**Text for analysis**
+ + + + +

Comradeship // Freechat
Talk about whatever, respecting the rules established by Lemmygrad. Failing to comply with the rules will grant you a few warnings, insisting on breaking them will grant you a beautiful shiny banwall.
A community for comrades to chat and talk about whatever doesn't fit other communities
I’m curious if anyone has novel thoughts on the matter. I just know the obvious ones:
- It’s an effort for anyone, not just you.
- It gets easier with practice.
- The more historical knowledge you have of the place & time the easier it is.
- If it’s translated, some translations are better than others.
- Reading about the work and/or the author usually makes reading the work itself easier. Though sometimes those works are wrong, and that could color your understanding detrimentally when you read the original work. Consider checking the assumptions you brought to the text from derivative works.
Read a page or a paragraph and then I try to summarize what I read in my own words or what it reminds me of, ebooks are ez for me to access to I generally just jot something down in notally on my old fire tablet from 2014, but if I were reading on a more modern device or physical book, a computer I'd use Obsidian or something for notes and the ability to link concepts.

+ + + + +

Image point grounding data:
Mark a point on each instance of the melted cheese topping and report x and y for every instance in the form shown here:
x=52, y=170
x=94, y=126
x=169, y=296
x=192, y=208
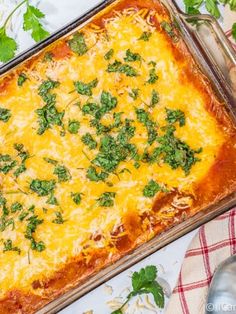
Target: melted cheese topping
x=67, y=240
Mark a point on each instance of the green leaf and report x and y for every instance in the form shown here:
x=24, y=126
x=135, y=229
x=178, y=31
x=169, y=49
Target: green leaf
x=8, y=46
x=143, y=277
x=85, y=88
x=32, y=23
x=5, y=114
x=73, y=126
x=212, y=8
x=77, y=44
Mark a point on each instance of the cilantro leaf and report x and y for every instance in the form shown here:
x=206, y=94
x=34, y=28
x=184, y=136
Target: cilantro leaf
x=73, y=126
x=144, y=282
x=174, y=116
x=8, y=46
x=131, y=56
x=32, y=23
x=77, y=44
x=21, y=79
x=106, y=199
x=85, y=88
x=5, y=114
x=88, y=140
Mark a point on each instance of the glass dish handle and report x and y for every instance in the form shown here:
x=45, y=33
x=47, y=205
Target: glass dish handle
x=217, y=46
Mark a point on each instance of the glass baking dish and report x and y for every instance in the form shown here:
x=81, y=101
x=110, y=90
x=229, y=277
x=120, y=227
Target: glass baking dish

+ + + + +

**Required work**
(1) In the forum post, which app is named for jotting notes on the old fire tablet from 2014?
(2) Write out the passage of the forum post that begins with "Read a page" and ends with "to link concepts.", swapping "Obsidian" for "Joplin".

**Exercise responses**
(1) Notally.

(2)
Read a page or a paragraph and then I try to summarize what I read in my own words or what it reminds me of, ebooks are ez for me to access to I generally just jot something down in notally on my old fire tablet from 2014, but if I were reading on a more modern device or physical book, a computer I'd use Joplin or something for notes and the ability to link concepts.